### Exercise description
Copy the data below word for word, keeping every line and its order unchanged.
─── Supplied material ───
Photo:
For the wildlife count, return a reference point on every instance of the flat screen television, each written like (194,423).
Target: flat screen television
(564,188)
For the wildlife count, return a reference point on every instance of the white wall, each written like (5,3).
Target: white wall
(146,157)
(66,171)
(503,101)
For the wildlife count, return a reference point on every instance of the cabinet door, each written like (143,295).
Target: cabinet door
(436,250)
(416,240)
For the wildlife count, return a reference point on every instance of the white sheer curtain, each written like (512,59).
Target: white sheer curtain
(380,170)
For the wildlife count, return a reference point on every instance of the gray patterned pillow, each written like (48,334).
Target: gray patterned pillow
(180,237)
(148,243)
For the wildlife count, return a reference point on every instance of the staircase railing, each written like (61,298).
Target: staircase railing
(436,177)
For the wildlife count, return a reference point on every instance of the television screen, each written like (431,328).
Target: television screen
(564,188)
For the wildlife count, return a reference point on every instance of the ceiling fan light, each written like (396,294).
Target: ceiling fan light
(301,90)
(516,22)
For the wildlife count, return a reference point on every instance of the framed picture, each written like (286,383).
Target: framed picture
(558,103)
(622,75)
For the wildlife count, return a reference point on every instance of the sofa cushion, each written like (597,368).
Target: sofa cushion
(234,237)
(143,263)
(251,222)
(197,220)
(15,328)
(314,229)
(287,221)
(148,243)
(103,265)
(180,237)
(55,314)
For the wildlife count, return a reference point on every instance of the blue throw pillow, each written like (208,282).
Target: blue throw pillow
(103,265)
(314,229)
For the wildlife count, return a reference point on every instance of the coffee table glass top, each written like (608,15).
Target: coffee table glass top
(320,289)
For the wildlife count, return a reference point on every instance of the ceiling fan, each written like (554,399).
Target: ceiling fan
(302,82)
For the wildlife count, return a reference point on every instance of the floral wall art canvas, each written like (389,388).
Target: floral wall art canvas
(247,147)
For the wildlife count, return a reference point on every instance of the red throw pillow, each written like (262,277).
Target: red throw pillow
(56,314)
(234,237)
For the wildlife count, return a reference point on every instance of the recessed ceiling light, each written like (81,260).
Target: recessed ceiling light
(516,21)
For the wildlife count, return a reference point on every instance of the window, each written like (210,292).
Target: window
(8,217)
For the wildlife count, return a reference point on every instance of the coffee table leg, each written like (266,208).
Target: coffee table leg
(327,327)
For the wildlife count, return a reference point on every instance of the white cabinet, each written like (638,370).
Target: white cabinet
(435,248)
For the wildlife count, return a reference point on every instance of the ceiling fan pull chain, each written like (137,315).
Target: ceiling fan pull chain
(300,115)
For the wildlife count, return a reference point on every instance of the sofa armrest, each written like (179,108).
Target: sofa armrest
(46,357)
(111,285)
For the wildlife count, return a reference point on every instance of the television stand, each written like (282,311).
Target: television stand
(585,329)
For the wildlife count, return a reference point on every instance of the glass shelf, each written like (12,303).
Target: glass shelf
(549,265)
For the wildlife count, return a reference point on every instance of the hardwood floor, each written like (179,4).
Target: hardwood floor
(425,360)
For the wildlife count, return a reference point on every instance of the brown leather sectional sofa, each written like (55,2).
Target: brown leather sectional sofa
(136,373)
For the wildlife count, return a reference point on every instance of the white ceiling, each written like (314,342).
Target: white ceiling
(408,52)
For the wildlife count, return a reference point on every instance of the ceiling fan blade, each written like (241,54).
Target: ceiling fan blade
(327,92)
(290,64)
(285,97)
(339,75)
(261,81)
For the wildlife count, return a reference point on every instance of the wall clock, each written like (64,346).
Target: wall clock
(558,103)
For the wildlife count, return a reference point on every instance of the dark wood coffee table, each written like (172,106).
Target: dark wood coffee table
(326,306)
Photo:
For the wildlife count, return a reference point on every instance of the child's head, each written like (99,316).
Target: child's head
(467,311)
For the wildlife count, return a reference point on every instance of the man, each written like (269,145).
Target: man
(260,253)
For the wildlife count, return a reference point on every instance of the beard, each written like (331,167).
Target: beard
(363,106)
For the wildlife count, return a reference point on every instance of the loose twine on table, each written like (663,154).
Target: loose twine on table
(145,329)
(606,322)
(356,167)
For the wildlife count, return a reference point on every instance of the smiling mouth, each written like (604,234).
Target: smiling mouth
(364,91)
───
### Answer
Photo:
For the wildlife count, return a reference point on every instance of the flat screen television, each written like (194,423).
Target: flat screen television
(564,188)
For the wildlife count, return a reference point on every instance of the white wall, each written like (5,3).
Target: white wall
(146,157)
(66,171)
(503,101)
For the wildlife count, return a reference point on every instance of the cabinet door, each written like (143,295).
Target: cabinet door
(436,250)
(416,240)
For the wildlife count, return a reference point on every instance of the white sheer curtain, each written like (512,59).
Target: white sheer curtain
(380,170)
For the wildlife count, return a reference point on every instance of the gray patterned pillow, each written like (48,334).
Target: gray patterned pillow
(180,237)
(148,243)
For the wildlife count, return a reference point on every instance of the staircase railing, each written like (61,298).
Target: staircase railing
(436,177)
For the wildlife count, return a reference point on every instance of the television screen, each written like (431,328).
Target: television screen
(564,188)
For the wildlife count, return a reference point on every instance of the ceiling fan light, each written like (396,294).
Target: ceiling fan light
(301,90)
(516,22)
For the wildlife count, return a reference point on every instance of the framed picture, each written like (286,383).
Target: framed picture
(558,103)
(622,75)
For the wildlife count, return a reference point on every instance of the sofa cushion, each written like (597,368).
Target: sofa cushion
(234,237)
(143,263)
(251,222)
(197,220)
(15,328)
(314,229)
(287,221)
(148,243)
(103,265)
(180,237)
(55,314)
For the wildlife count, return a reference point on every instance of the blue throw pillow, each written like (208,282).
Target: blue throw pillow
(103,265)
(314,229)
For the wildlife count, return a reference point on every instance of the coffee table glass top, each written like (608,15).
Target: coffee table glass top
(320,289)
For the wildlife count, return a reference point on every instance of the ceiling fan, each written like (554,399).
Target: ceiling fan
(302,82)
For the wildlife count, return a reference point on every instance of the floral wall art canvas, each written like (389,388).
Target: floral wall art canvas
(247,147)
For the wildlife count, return a reference point on every instance of the red throw pillow, each written like (262,277).
Target: red throw pillow
(56,314)
(234,237)
For the wildlife count, return a reference point on every instance of the recessed ceiling light, each written like (81,260).
Target: recessed ceiling light
(516,21)
For the wildlife count, return a reference point on every instance of the window, each written like (210,292).
Target: window
(8,217)
For the wildlife count, return a reference point on every instance of the coffee table leg, each written like (266,208).
Target: coffee table leg
(327,327)
For the wildlife count, return a reference point on every instance of the white cabinet, each written like (638,370).
Target: white cabinet
(435,248)
For the wildlife count, return a reference point on every instance of the ceiling fan pull chain, each written like (137,315).
Target: ceiling fan pull chain
(300,115)
For the wildlife count, return a reference point on every instance of the sofa armrest, each written like (179,108).
Target: sofa armrest
(46,357)
(111,285)
For the wildlife count, return a reference point on every instance of the television stand, each written like (282,311).
Target: television stand
(585,329)
For the wildlife count, return a reference point on every instance of the glass shelf, each written like (12,303).
Target: glass shelf
(549,265)
For the wildlife count, return a reference point on every instance of the hardwood floor, each written like (179,4).
Target: hardwood floor
(425,360)
For the wildlife count, return a reference point on every instance of the brown leather sectional sofa, each written like (55,2).
Target: brown leather sectional sofa
(136,373)
For the wildlife count, return a reference point on every instance of the white ceiling, each written like (314,342).
Target: white ceiling
(408,52)
For the wildlife count, return a reference point on every instance of the ceiling fan blade, each written like (241,54).
Target: ceiling fan blade
(327,92)
(290,64)
(285,97)
(339,75)
(261,81)
For the wildlife count, return a reference point on every instance of the wall clock, each written like (64,346).
Target: wall clock
(558,103)
For the wildlife count, return a reference point on every instance of the dark wood coffee table, each written like (172,106).
Target: dark wood coffee table
(326,306)
Photo:
For the wildlife count, return a reference point on every instance of the child's head, each written like (99,316).
Target: child's head
(467,311)
For the wildlife count, return a reference point on every instance of the man, each written like (269,145).
Target: man
(260,253)
For the wildlife count, return a reference point on every instance of the beard, each written like (331,167).
Target: beard
(363,106)
For the wildlife count, return a reference point on every instance of the loose twine on table, each written like (663,154).
Target: loose twine on table
(145,329)
(606,322)
(356,167)
For the wildlife count, return a reference point on every instance of the smiling mouth, each written like (604,234).
Target: smiling mouth
(364,91)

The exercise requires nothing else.